This “smart coach” helps LLMs switch between text and code

Large language models (LLMs) have revolutionized how we interact with information, showcasing unparalleled textual reasoning abilities. However, their prowess often falters when faced with seemingly simple computational or algorithmic tasks, such as solving basic math problems. While some LLMs can generate code, they frequently lack the inherent intelligence to discern when or what type of code is most appropriate for a given query.

Recognizing this critical gap, researchers at MIT have unveiled CodeSteer, an innovative “smart assistant” designed to guide LLMs in dynamically switching between text and code generation. CodeSteer, itself a compact LLM, acts as a dedicated coach, generating a series of iterative prompts that steer a larger LLM towards the optimal approach until a correct answer is achieved.

The impact of CodeSteer is significant. Researchers observed that augmenting a larger LLM with CodeSteer led to an impressive accuracy boost of over 30 percent on symbolic tasks. These tasks ranged from multiplying numbers and playing Sudoku to stacking blocks, demonstrating a profound improvement in problem-solving capabilities. Furthermore, CodeSteer empowered less sophisticated LLMs to surpass the performance of more advanced models known for their enhanced reasoning skills.

This breakthrough holds immense potential for addressing complex real-world challenges that are difficult to tackle with textual reasoning alone. Applications include generating optimal paths for robots in unpredictable environments or streamlining scheduling processes within intricate international supply chains.

“There is a race to develop better and better models that are capable of doing everything, but we’ve taken a complementary approach,” explains Chuchu Fan, an associate professor of aeronautics and astronautics (AeroAstro) and principal investigator in the MIT Laboratory for Information and Decision Systems (LIDS). Fan, the senior author of the study, emphasizes, “We want to enable LLMs to select the right tools and methods, and make use of others’ expertise to enhance their own capabilities.”

The research, which will be presented at the International Conference on Machine Learning, includes contributions from LIDS graduate student Yongchao Chen, AeroAstro graduate student Yilun Hao, University of Illinois at Urbana-Champaign graduate student Yueying Liu, and MIT-IBM Watson AI Lab Research Scientist Yang Zhang.

Inspired by human trainers who guide athletes without necessarily outperforming them, CodeSteer operates by not retraining powerful LLMs like GPT-4 or Claude. Instead, it fine-tunes a smaller, lightweight LLM to provide targeted guidance. This approach ensures that the larger model’s existing capabilities remain intact.

::::

Activity list -
[A] Copy the CodeSteer article again, beginning at the words "The research, which" and stopping after "Scientist Yang Zhang.", and substitute "doctoral student" for "graduate student" throughout.
[B] Continue the CodeSteer article from the point where it stops.
The lines that follow have nothing to do with the CodeSteer article.

Provided material -
::::

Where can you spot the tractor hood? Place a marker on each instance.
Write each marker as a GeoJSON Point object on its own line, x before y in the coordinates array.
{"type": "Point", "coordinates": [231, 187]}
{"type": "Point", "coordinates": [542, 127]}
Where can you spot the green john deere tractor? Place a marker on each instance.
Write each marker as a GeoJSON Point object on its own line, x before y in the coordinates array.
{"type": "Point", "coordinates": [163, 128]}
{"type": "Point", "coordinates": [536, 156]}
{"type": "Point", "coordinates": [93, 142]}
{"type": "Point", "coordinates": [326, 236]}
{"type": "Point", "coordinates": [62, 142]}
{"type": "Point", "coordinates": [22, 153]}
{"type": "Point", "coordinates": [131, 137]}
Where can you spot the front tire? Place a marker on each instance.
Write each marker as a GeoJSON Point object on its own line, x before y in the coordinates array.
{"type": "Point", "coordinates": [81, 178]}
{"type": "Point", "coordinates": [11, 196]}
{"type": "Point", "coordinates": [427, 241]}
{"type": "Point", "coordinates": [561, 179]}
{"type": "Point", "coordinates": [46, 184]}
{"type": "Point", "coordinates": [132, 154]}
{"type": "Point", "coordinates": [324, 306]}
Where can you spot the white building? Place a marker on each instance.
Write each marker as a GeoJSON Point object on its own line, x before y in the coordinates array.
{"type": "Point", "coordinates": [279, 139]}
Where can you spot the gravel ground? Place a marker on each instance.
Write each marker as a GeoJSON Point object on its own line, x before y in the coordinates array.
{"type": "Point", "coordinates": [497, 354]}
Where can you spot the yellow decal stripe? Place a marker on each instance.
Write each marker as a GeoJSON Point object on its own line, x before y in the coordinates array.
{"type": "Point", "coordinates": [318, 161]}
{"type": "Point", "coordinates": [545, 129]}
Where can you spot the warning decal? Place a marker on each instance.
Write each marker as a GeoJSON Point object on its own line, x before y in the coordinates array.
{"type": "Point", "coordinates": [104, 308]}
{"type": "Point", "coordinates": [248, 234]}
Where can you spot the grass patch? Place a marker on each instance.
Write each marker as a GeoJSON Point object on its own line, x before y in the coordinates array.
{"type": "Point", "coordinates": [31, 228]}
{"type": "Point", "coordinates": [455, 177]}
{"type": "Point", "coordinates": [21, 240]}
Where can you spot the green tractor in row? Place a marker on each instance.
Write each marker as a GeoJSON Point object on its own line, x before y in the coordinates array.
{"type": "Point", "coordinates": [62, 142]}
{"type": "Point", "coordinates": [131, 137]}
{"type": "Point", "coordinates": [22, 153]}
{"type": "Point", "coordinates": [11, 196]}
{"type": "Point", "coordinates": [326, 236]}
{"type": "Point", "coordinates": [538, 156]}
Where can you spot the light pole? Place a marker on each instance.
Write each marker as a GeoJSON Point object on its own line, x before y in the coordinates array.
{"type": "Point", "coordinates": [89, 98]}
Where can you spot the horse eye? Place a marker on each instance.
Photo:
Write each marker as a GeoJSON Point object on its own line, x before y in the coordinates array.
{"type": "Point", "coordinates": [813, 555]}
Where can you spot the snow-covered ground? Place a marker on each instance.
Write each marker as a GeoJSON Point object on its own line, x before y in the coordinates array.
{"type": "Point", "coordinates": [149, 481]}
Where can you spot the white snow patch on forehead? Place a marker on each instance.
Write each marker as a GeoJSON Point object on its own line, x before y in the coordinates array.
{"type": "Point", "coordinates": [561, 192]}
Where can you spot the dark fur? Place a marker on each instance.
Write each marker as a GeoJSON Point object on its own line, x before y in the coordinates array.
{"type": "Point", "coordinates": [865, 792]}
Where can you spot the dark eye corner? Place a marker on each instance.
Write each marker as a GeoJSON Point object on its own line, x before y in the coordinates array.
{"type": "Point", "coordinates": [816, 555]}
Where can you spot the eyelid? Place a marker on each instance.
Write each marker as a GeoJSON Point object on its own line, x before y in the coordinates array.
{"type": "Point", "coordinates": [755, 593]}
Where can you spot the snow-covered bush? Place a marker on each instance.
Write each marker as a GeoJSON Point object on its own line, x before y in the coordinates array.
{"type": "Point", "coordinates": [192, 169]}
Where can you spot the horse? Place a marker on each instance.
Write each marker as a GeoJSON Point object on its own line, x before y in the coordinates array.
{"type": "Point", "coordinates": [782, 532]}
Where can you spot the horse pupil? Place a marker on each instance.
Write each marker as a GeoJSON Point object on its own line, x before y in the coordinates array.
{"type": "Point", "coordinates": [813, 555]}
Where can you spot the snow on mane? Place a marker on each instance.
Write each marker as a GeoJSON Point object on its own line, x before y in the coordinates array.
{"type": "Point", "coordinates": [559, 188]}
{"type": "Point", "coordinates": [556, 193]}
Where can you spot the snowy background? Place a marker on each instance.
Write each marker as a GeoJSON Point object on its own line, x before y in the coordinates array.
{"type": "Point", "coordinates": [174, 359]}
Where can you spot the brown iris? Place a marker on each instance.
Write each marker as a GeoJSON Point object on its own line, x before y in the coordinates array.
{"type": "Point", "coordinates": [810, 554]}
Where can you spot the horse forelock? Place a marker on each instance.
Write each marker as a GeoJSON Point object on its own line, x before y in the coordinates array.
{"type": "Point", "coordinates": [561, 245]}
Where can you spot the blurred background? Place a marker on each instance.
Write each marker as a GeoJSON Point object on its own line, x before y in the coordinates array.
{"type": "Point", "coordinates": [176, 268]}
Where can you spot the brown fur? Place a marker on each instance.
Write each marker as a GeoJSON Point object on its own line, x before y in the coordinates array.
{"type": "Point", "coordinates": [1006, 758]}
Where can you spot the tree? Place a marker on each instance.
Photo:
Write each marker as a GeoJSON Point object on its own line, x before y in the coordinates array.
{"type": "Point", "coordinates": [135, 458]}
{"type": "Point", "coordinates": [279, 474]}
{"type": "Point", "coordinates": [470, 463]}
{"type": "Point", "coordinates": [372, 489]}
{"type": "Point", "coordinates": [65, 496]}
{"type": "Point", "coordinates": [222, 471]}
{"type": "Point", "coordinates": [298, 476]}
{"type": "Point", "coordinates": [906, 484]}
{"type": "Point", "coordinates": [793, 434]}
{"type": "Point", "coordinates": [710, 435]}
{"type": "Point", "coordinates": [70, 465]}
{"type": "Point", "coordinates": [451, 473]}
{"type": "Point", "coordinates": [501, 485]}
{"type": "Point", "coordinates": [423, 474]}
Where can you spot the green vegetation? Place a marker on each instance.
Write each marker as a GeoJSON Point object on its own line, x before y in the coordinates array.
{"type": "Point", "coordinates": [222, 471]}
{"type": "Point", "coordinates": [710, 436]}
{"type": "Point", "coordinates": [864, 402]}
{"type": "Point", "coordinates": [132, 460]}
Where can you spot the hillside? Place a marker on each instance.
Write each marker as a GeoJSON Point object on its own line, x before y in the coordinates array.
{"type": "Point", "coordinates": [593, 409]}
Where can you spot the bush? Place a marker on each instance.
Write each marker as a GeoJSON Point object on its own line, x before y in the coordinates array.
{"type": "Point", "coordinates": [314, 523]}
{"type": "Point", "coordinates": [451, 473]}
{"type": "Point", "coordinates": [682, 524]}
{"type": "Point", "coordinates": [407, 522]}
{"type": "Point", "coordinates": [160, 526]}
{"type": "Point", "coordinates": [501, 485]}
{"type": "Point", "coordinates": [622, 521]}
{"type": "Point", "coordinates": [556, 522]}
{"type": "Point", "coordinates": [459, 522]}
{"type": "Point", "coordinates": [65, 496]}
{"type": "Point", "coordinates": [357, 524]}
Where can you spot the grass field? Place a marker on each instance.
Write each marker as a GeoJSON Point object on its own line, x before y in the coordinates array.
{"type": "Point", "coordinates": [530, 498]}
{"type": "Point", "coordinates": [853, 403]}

::::

Answer list -
[A]
The research, which will be presented at the International Conference on Machine Learning, includes contributions from LIDS doctoral student Yongchao Chen, AeroAstro doctoral student Yilun Hao, University of Illinois at Urbana-Champaign doctoral student Yueying Liu, and MIT-IBM Watson AI Lab Research Scientist Yang Zhang.

[B]
Yongchao Chen notes, “We were also inspired by humans. In sports, a trainer may not be better than the star athlete on the team, but the trainer can still give helpful suggestions to guide the athlete. This steering method works for LLMs, too.”

CodeSteer’s workflow begins by reviewing a query to determine the most suitable approach: coding or textual reasoning. It then generates a specific prompt for the larger LLM. Upon receiving the larger model’s response, CodeSteer meticulously reviews it. If the answer is incorrect, CodeSteer continues to prompt the LLM, suggesting different strategies to refine the solution, such as incorporating specific search algorithms or constraints into its Python code.

To prevent the larger LLM from opting for lazy or inefficient code, CodeSteer incorporates a symbolic checker that evaluates code complexity. An additional self-answer checker prompts the LLM to generate code to verify its own answer, further enhancing accuracy.

Facing a lack of suitable symbolic datasets for fine-tuning and testing, the researchers curated their own corpus of 37 complex symbolic tasks, including spatial reasoning, mathematics, order reasoning, and optimization. This new dataset, named SymBench, was instrumental in maximizing CodeSteer’s performance.

In extensive experiments, CodeSteer consistently outperformed all nine baseline methods evaluated, significantly boosting average accuracy from 53.3 percent to 86.4 percent. This robust performance was maintained even on unseen tasks and across a variety of LLMs. Crucially, a general-purpose model augmented with CodeSteer achieved higher accuracy than state-of-the-art models specifically designed for complex reasoning and planning, all while requiring significantly less computation.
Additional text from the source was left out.